Stored items
***

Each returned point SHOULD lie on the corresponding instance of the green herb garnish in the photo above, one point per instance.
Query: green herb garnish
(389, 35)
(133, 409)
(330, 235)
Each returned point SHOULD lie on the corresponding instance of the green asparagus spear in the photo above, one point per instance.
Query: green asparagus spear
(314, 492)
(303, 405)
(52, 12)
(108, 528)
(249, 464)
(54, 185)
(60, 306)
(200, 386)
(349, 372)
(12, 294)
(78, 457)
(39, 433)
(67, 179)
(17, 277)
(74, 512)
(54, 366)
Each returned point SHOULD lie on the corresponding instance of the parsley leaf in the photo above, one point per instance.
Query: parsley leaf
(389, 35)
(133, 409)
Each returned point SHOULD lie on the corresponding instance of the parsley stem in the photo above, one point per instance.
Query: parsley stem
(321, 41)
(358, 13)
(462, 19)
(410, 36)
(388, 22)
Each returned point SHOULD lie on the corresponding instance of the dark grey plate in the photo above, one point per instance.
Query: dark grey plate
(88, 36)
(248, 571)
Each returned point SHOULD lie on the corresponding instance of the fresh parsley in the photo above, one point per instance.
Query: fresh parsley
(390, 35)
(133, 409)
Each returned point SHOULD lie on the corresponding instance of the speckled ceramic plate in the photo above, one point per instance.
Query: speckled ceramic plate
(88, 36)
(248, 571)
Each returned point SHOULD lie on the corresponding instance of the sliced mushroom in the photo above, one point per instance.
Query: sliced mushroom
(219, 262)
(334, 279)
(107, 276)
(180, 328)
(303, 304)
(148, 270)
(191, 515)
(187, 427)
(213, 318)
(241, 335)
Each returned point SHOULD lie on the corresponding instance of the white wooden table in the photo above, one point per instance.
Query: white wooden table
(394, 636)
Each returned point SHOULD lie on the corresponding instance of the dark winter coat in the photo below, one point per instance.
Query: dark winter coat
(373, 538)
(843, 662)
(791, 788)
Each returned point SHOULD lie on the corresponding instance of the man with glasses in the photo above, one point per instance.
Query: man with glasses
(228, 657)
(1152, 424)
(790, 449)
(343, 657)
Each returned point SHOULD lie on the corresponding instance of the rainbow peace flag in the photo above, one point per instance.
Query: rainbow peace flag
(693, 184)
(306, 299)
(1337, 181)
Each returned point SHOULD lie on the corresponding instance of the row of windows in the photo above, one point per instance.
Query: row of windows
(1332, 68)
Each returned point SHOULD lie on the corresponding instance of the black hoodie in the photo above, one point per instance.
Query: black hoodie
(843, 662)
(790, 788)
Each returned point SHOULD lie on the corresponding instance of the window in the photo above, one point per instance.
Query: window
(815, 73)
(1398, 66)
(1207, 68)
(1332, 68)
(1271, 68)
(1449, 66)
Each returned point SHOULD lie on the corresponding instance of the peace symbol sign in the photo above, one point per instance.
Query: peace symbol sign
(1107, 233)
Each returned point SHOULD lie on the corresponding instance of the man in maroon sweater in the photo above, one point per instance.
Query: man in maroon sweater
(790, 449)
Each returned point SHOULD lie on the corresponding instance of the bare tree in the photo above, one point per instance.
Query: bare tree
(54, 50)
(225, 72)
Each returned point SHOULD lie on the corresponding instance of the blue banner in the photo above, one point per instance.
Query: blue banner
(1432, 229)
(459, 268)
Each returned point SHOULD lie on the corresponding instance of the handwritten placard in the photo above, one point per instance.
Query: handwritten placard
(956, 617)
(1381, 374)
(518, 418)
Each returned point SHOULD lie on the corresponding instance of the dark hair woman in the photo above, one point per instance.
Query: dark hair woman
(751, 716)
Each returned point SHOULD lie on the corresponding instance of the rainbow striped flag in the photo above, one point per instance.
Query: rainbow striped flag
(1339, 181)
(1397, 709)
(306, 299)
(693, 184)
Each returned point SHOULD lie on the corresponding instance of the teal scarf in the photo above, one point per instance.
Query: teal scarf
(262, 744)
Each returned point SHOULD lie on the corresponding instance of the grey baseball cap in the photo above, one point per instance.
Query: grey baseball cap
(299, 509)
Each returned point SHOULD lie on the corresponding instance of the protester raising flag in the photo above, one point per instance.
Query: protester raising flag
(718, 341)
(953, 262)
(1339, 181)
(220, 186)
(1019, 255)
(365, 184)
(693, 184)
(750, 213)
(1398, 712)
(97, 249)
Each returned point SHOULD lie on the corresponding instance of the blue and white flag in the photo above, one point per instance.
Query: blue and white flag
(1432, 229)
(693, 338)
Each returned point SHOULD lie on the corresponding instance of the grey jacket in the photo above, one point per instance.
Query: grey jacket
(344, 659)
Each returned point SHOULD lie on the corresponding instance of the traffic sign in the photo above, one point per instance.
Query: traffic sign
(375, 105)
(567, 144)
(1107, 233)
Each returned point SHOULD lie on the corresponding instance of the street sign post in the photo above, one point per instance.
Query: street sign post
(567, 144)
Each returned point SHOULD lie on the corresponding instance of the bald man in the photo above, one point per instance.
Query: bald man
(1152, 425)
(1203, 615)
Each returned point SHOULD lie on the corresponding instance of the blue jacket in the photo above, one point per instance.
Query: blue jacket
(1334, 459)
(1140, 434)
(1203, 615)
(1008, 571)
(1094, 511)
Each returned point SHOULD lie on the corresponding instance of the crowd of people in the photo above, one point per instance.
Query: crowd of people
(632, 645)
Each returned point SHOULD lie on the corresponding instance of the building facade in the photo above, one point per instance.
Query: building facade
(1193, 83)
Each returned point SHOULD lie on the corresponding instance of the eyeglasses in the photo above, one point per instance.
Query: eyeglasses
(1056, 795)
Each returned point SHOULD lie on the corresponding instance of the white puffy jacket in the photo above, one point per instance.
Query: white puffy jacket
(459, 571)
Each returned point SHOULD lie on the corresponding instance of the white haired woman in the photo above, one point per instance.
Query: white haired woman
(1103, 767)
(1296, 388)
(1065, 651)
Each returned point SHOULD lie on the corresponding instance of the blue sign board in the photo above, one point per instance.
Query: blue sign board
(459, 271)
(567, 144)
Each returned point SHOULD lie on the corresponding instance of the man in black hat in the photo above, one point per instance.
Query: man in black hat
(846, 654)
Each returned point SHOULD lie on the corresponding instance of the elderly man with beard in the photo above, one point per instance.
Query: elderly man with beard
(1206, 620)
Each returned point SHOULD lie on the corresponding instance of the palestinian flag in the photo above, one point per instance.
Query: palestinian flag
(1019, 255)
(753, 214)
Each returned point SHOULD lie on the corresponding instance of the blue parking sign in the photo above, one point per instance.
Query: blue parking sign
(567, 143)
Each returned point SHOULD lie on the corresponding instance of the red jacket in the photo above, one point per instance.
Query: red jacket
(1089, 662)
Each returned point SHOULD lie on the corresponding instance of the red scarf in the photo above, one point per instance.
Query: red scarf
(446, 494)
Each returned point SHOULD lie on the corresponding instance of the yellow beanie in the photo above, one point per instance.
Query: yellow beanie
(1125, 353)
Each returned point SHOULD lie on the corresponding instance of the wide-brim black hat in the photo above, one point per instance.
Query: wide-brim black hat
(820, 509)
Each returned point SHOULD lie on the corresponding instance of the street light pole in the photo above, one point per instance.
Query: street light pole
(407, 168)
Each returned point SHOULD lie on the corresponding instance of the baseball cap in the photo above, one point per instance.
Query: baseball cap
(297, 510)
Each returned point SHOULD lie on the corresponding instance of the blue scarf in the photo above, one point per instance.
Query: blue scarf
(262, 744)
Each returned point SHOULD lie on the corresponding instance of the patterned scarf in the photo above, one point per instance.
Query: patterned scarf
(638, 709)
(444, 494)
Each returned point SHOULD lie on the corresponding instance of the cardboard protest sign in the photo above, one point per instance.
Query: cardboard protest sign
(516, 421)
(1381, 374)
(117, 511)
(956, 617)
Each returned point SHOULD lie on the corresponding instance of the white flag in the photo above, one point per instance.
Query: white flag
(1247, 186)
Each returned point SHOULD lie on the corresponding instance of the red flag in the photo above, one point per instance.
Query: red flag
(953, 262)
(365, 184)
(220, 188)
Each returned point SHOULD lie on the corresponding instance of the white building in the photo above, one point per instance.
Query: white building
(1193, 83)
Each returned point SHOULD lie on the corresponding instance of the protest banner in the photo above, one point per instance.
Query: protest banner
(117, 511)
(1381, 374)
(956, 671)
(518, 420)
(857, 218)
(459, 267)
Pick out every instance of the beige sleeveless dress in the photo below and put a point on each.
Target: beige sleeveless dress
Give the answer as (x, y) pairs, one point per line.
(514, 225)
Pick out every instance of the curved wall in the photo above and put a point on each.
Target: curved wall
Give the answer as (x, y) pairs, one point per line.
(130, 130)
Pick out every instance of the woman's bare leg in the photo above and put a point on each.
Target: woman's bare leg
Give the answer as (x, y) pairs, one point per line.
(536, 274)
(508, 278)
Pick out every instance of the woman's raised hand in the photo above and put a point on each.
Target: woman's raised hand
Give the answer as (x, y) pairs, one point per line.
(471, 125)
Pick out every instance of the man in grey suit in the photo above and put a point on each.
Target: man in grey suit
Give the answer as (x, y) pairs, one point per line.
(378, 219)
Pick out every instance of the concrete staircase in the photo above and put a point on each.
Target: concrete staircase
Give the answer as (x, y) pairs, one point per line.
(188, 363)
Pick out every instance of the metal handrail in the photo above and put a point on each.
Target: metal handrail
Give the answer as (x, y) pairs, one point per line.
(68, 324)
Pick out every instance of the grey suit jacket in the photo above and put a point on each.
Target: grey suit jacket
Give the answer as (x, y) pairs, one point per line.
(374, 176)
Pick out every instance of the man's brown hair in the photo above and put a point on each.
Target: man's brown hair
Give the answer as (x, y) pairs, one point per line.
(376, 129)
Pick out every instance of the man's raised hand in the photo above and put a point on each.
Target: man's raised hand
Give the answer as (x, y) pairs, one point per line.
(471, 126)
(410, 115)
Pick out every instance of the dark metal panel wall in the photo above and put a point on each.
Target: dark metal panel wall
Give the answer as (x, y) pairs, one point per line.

***

== Task directions ==
Provide the number of lines in the data above that contain the string "wall", and nothing else.

== Result of this exercise ==
4